EXCERPT TO READ:
However, I've improved myself a bit recently, leading to more opportunities. I've had opportunities before, but not really been sure how to make a move (in opportunities where I 'would').
Last night was a blatant example of this - total opportunity with a really hot woman, and decent opportunities with a couple of other hot women.
I'd rather a long term relationship, but I don't have a problem with casual sex, and you wouldn't either if you saw that girl :^P
So, pulling on a dancefloor, where you can't really talk. Help Mumbai get laid :^D
> That's the point.
> I don't go to clubs for any other reason than it's somewhere to drink
> late,
I didn't think you partook in the consumption of alcohol.
> I know standing around makes it hard to talk, that's why I do it.
> You'd think a guy looking bored and refusing to dance would send out
> "please leave me alone" signals, but still sometimes it
> doesn't get understood.
> Which is when the faux sign-language begins and they get embarrassed
> and can't leave quick enough when they think they're chatting up a
> deaf bloke.
If you don't want to talk to these people and don't like the music, then why go at all? If all you're after is some late drinkin', why not do it at home where you can invite someone you actually want to talk to?
Jeez...
> Hmm, another approach to try.
> To be honest, I'm still not much better equipped to pull when a
> random opportunity occurs on the dancefloor, and I like to dance
> anyway - standing around gets boring and you usually can't talk. And
> if I'm there, some opportunities you don't want to miss.
--------
That's the point.
I don't go to clubs for any other reason than it's somewhere to drink late, and I certainly don't go with the intention of trying to bag somebody.
I can't stand the music, 17yr olds in Ben Sherman shirts gyrating like they're being peppered with machinegun fire irritate me and greasy-cheeked heiffers in crop-tops and low-waist jeans showing 4 inches of flabby pouch doesn't do it for me either.

COLLECTED MATERIAL:
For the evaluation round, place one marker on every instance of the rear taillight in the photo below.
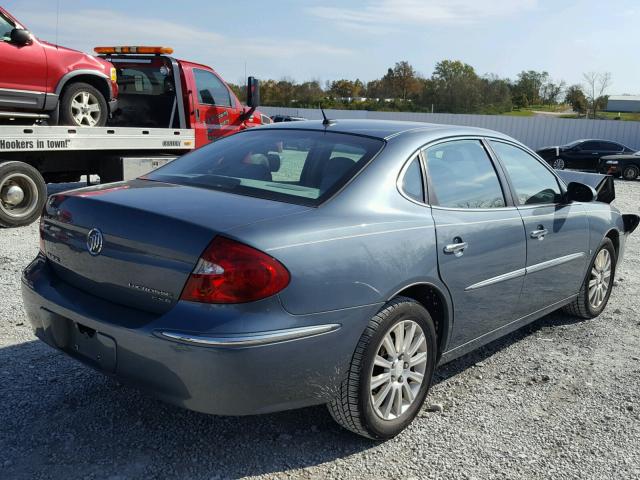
(231, 272)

STATED TASK: Reproduce word for word the passage of the nightclub discussion above that opens with the words containing "If you don't" and closes with "approach to try.".

EXERCISE OUTPUT:
If you don't want to talk to these people and don't like the music, then why go at all? If all you're after is some late drinkin', why not do it at home where you can invite someone you actually want to talk to?
Jeez...
> Hmm, another approach to try.